◆ **Text segment**:
+ + + + +

After practicing these epidemiological recommendations well first, then turn your attention to medical (diagnosis and treatment) recommendations.
- Maintain your current medication program for any chronic illness you are treating. Do not alter a chronic illness treatment program without discussing it with your physician.
- Monitor yourself for the presenting complaints of Coronavirus
- Fever (usually above 100.5°F, often in the 102°F range)
- Cough (may produce sputum, may not)
- Shortness of Breath (beyond your normal shortness of breath if you have COPD, etc.)
- Chest Discomfort (yes, anxiety can provoke this symptom)
- Sore Throat (usually mild)
- If you experience some of the preceding complaints, call the office as discussed above. These complaints, unfortunately, are not unique to Coronavirus. This will be the point that being cultured (screened) will be very important. Screening is currently available at both our labs at the office. We expect that testing will be more readily available with each passing day.
- If symptoms and physical condition are mild to moderate, practice the following:
- Stay inside—self-quarantine! Avoid contacting others. Have people living in the household screened and we would advise they self-quarantine too (keep in mind the virus is transmitted prior to experiencing symptoms, this being a major reason it is difficult to control spread, and is probably most communicable for about 5-6 days, but possibly up to 2 weeks).
- Plenty and adequate rest—very important (7 hours minimum, 8 – 9 better).
- Emphasize fluids—do not become dehydrated.
- Eat healthy foods that help the immune system—fresh and colorful fruits and vegetables are particularly helpful. Consider taking Zinc 50mg daily and Vitamin D 5000mg daily.
- Control fever with agents you personally tolerate in appropriate dosages.

+ + + + +

◆ **Description of the task**: Write out the part of the coronavirus advice that begins at the words "- If symptoms" and stops after "8 – 9 better).", word for word. The records have nothing to do with the coronavirus advice.

◆ **Available data**:
+ + + + +

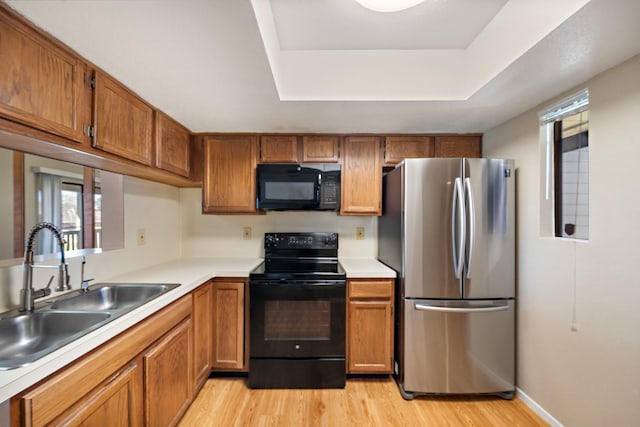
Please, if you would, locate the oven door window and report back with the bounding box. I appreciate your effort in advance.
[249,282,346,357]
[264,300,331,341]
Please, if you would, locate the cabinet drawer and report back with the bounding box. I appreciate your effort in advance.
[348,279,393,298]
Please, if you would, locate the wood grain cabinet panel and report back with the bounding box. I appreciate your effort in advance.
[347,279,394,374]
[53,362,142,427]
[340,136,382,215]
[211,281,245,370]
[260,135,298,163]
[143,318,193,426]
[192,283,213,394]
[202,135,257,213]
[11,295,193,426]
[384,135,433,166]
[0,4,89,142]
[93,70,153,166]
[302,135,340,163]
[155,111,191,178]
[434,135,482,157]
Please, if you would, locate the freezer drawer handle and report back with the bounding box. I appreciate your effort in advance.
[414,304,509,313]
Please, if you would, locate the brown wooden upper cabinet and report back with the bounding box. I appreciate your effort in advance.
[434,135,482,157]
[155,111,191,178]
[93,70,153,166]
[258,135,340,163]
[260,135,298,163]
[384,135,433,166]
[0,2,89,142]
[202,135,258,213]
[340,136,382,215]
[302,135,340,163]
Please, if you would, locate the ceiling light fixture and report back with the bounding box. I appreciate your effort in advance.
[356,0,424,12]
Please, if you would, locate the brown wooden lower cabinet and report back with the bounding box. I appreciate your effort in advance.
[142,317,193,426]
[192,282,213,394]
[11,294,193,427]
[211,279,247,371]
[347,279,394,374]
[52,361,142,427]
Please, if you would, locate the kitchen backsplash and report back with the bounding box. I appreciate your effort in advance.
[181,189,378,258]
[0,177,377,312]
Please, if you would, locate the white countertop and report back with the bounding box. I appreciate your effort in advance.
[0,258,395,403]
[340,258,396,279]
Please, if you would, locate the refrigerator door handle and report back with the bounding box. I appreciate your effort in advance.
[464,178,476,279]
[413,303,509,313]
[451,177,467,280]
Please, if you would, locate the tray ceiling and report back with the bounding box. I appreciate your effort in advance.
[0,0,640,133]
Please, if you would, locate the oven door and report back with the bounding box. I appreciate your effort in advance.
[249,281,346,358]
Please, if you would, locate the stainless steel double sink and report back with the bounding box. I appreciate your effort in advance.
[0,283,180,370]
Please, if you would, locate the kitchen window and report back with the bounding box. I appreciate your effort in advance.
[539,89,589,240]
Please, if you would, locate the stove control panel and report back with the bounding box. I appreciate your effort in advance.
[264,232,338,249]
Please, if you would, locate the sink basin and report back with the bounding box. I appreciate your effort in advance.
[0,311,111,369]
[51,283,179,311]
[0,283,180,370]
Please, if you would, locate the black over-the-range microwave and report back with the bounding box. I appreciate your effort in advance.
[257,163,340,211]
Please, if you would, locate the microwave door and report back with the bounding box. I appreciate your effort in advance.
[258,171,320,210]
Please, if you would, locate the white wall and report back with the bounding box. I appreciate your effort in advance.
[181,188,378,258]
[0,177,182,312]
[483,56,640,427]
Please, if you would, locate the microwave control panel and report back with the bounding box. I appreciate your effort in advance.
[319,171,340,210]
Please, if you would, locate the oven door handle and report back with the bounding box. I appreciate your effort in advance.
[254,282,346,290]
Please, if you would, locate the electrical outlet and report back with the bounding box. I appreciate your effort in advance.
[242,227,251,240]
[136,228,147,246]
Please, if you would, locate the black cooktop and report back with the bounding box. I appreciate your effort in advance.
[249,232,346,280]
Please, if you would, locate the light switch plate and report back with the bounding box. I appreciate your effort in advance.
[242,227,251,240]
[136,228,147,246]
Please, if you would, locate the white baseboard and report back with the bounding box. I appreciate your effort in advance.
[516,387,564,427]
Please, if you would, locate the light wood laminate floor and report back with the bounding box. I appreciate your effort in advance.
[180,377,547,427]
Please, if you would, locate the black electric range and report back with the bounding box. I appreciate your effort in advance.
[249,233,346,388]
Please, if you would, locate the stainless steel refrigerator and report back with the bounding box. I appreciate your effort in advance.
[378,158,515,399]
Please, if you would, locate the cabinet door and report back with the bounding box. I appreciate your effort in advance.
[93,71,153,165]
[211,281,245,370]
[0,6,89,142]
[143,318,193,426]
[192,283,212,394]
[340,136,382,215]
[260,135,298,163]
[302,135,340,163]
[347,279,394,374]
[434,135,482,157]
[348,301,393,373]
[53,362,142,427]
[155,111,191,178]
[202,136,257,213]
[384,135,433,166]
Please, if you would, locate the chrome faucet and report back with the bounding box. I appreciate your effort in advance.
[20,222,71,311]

+ + + + +

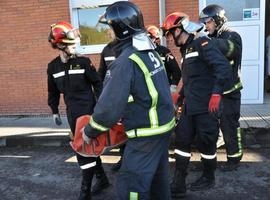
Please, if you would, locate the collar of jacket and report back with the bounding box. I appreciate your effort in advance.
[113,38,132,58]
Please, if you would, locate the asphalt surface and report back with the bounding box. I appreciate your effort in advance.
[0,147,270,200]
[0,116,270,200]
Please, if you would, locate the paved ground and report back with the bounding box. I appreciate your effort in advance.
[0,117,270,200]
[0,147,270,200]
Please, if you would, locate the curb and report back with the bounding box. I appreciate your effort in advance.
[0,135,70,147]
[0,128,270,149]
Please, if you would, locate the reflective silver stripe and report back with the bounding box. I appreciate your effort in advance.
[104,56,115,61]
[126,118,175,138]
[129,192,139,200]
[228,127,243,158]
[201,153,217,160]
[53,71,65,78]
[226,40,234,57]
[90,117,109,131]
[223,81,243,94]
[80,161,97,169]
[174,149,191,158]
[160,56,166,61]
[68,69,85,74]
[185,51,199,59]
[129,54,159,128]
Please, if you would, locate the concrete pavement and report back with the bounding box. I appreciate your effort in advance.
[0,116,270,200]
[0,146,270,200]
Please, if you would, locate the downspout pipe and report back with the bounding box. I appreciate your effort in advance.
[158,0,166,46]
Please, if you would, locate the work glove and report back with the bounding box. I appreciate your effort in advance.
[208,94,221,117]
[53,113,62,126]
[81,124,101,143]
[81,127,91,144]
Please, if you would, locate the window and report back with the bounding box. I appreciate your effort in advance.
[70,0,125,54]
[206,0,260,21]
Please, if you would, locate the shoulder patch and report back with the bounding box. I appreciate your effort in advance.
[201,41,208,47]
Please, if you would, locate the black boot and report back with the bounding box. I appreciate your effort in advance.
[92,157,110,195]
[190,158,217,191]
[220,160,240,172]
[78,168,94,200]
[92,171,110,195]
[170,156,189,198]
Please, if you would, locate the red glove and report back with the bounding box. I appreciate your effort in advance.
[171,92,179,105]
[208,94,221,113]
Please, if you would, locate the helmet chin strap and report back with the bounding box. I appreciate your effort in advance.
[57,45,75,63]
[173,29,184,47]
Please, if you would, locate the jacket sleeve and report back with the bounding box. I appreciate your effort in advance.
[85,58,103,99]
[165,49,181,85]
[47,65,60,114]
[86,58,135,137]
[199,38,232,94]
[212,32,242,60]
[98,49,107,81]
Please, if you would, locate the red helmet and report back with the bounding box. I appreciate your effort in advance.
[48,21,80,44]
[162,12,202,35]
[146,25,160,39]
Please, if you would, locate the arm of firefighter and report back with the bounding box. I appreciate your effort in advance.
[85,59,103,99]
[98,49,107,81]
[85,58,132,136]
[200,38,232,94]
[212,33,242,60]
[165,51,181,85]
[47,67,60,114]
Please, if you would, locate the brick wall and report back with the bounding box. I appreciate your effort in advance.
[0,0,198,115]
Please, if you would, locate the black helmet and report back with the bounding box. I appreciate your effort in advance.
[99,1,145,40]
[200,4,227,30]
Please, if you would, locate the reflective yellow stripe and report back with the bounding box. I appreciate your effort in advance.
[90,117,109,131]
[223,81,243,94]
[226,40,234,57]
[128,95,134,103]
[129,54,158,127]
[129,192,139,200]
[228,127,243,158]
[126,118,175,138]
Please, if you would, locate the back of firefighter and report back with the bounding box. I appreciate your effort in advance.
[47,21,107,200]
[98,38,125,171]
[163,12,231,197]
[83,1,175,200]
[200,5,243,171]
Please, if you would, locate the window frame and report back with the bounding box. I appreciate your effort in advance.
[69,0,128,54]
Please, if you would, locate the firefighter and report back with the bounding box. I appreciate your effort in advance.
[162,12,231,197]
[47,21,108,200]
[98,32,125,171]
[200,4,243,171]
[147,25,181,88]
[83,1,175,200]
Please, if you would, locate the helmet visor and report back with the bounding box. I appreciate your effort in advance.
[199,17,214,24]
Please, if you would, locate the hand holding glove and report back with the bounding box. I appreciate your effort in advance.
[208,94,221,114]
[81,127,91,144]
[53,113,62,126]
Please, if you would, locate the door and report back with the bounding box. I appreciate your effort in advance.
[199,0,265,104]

+ + + + +

◆ **Your solution**:
- If symptoms and physical condition are mild to moderate, practice the following:
- Stay inside—self-quarantine! Avoid contacting others. Have people living in the household screened and we would advise they self-quarantine too (keep in mind the virus is transmitted prior to experiencing symptoms, this being a major reason it is difficult to control spread, and is probably most communicable for about 5-6 days, but possibly up to 2 weeks).
- Plenty and adequate rest—very important (7 hours minimum, 8 – 9 better).